▶ **PROBLEM DESCRIPTION**: Take the line with "Reviewer note: confirm that each instance of the white" and all lines after it, through the end of the records below, and repeat them exactly.

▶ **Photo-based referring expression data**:
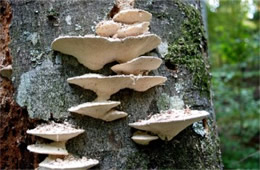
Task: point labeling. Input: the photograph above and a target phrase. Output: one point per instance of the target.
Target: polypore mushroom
(99, 110)
(68, 162)
(113, 115)
(131, 16)
(55, 148)
(6, 71)
(132, 30)
(169, 123)
(105, 86)
(125, 4)
(95, 51)
(107, 28)
(143, 138)
(55, 131)
(140, 65)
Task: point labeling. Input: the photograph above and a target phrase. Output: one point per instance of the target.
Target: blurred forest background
(234, 36)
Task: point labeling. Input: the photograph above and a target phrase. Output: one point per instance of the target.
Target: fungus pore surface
(95, 51)
(105, 86)
(168, 124)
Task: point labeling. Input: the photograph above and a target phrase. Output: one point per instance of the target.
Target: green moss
(188, 49)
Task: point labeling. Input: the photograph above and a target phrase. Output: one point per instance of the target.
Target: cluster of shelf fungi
(123, 38)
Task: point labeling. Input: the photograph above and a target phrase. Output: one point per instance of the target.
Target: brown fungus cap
(168, 124)
(95, 51)
(55, 131)
(55, 148)
(131, 16)
(105, 86)
(141, 65)
(69, 162)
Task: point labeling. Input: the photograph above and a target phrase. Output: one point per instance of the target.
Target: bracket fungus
(107, 28)
(55, 148)
(117, 30)
(95, 51)
(131, 16)
(105, 86)
(168, 124)
(141, 65)
(55, 131)
(132, 30)
(68, 162)
(143, 138)
(99, 110)
(6, 71)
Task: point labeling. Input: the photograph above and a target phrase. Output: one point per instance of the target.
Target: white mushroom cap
(125, 4)
(105, 86)
(143, 138)
(94, 108)
(95, 51)
(55, 131)
(169, 123)
(133, 30)
(99, 110)
(113, 115)
(69, 162)
(6, 71)
(137, 66)
(130, 16)
(55, 148)
(107, 28)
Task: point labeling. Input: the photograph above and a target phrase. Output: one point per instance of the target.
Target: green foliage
(234, 46)
(188, 49)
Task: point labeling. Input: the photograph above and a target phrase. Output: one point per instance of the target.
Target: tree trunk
(39, 77)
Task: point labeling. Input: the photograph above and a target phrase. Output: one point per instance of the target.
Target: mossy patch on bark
(190, 48)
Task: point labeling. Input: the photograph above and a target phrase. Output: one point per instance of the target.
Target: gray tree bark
(39, 76)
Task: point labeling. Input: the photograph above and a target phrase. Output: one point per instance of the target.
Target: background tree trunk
(39, 77)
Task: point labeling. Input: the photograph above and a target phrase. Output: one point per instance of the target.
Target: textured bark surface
(14, 120)
(39, 77)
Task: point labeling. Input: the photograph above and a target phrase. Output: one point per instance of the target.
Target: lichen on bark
(190, 48)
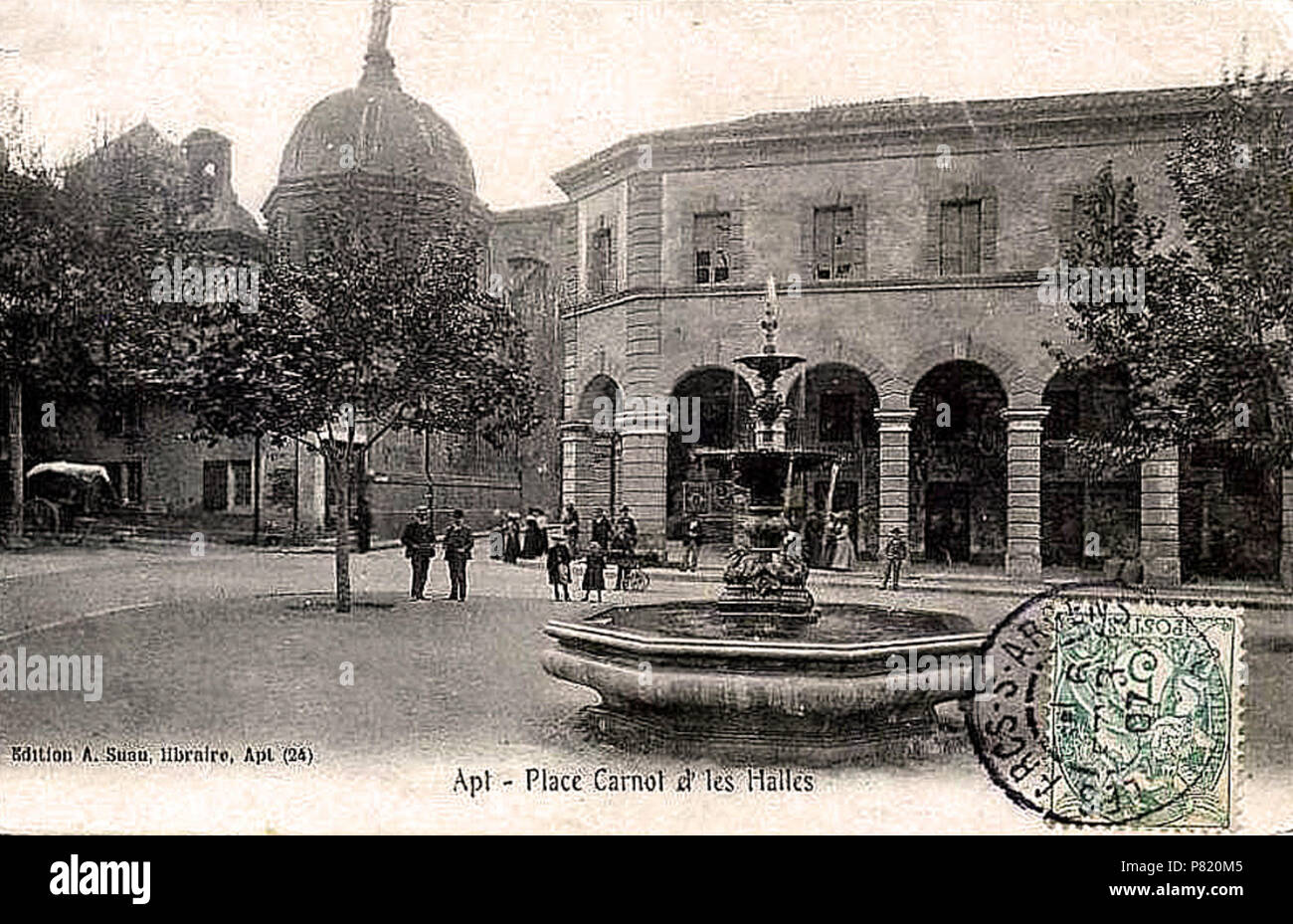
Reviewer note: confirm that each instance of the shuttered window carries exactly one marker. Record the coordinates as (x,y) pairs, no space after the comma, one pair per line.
(832,242)
(712,237)
(215,486)
(961,237)
(602,272)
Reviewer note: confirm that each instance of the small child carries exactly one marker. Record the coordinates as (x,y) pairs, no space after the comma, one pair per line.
(595,570)
(559,566)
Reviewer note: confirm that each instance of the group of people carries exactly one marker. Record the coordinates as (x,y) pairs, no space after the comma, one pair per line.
(559,545)
(419,542)
(619,538)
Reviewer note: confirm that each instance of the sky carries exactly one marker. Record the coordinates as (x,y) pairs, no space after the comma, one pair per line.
(535,86)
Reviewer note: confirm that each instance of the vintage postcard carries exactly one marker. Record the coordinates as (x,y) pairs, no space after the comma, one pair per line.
(646,417)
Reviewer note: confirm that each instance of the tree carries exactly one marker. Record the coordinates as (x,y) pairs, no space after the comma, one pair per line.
(356,341)
(47,277)
(76,251)
(1207,355)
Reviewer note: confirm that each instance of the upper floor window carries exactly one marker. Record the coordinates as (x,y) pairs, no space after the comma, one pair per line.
(127,477)
(602,271)
(835,415)
(712,243)
(227,484)
(832,242)
(121,418)
(960,237)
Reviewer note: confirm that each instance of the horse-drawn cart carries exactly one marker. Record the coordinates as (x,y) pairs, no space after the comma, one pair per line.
(68,500)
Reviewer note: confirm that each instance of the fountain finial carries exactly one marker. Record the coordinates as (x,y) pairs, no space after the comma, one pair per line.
(770,318)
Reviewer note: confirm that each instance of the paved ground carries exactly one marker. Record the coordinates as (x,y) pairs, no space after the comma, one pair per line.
(198,651)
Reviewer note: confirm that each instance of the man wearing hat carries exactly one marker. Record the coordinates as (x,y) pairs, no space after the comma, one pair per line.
(895,553)
(419,542)
(458,549)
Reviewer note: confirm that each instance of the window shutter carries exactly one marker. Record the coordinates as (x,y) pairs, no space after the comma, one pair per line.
(971,237)
(988,233)
(215,486)
(823,229)
(736,246)
(949,240)
(934,237)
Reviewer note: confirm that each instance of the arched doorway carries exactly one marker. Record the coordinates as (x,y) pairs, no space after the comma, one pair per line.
(1087,514)
(835,414)
(598,405)
(958,465)
(698,483)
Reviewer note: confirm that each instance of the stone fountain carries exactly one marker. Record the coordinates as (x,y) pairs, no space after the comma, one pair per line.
(764,672)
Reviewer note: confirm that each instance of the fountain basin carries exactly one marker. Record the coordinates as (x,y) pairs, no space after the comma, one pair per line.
(688,677)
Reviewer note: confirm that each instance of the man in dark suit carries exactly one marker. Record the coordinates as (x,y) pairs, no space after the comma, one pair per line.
(895,555)
(458,549)
(419,542)
(602,529)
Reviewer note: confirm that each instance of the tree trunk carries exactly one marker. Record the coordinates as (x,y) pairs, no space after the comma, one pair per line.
(16,461)
(343,536)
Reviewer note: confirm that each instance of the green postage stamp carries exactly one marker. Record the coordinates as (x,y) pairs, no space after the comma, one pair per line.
(1117,712)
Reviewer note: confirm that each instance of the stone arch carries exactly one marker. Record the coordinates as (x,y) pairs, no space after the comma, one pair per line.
(698,482)
(1086,517)
(1021,385)
(957,464)
(602,385)
(847,430)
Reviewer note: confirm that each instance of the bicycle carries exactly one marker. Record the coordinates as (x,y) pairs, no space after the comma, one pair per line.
(635,581)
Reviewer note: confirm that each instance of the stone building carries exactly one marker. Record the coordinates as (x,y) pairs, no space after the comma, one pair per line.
(904,240)
(402,172)
(388,160)
(179,486)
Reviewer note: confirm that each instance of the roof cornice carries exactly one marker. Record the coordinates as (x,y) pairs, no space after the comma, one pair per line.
(871,128)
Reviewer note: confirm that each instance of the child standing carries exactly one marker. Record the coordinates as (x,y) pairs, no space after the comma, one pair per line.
(595,571)
(559,565)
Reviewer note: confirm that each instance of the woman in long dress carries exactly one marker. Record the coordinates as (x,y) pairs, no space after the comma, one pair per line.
(844,557)
(512,538)
(534,544)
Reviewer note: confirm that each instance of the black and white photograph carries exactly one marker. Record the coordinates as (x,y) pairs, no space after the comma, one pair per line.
(646,417)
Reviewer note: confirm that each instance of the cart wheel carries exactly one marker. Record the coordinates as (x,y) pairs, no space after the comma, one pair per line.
(77,531)
(40,516)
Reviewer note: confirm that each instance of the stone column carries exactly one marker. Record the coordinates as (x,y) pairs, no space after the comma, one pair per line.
(1287,527)
(1160,531)
(583,479)
(643,473)
(895,430)
(1024,491)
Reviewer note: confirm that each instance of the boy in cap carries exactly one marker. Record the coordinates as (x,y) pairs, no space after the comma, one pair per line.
(419,542)
(559,564)
(895,552)
(458,549)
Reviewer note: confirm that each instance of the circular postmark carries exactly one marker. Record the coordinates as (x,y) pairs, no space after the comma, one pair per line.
(1111,711)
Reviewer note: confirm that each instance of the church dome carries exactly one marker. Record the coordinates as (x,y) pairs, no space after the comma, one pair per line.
(388,132)
(376,128)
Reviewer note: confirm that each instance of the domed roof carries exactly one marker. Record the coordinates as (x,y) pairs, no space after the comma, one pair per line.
(388,132)
(376,128)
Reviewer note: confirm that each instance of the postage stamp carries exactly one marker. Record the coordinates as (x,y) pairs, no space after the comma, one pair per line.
(1116,712)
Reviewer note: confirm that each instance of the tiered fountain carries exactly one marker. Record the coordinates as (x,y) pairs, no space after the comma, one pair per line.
(764,672)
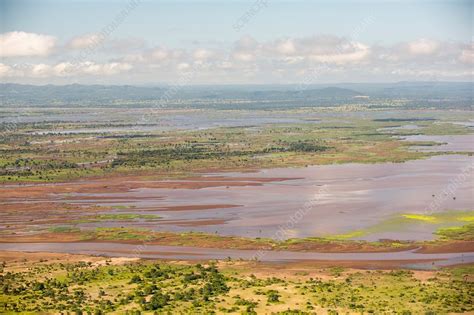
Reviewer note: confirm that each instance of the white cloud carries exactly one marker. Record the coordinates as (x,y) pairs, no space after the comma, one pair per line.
(85,41)
(203,54)
(423,47)
(20,44)
(467,55)
(63,69)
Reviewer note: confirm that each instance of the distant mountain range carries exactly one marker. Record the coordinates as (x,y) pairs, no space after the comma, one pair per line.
(45,95)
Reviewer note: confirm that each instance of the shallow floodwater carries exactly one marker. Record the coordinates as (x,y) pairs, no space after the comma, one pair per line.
(455,143)
(327,200)
(194,253)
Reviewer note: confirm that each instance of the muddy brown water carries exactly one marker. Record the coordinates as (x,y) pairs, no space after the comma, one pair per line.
(323,200)
(330,199)
(409,258)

▶ **COMPLETED TASK**:
Reviewer note: confirm that each instance of the white cloud carries exactly one marker. Record the coordinates as (x,y) pairs, no space after the comma, one pair per line.
(85,41)
(203,54)
(423,47)
(20,44)
(467,55)
(63,69)
Reviewer note: confirm that each instance of the distant mountain range carries exactly one marker. Record the coordinates as (x,y) pairs, no space after the comma, one pair per line.
(45,95)
Reviewer note: confirm that each instance of the shallow floodwater carries exactly one marker. Record the coordinates as (x,y) pairs, no space after the comma, one pair per line.
(455,143)
(327,200)
(194,253)
Reviewer note: confirm that each instance of the muddy brown water carries exactly one marker. Record the coordinates as (x,y) pairs, no space after the comma, one pair per line.
(323,200)
(330,199)
(409,258)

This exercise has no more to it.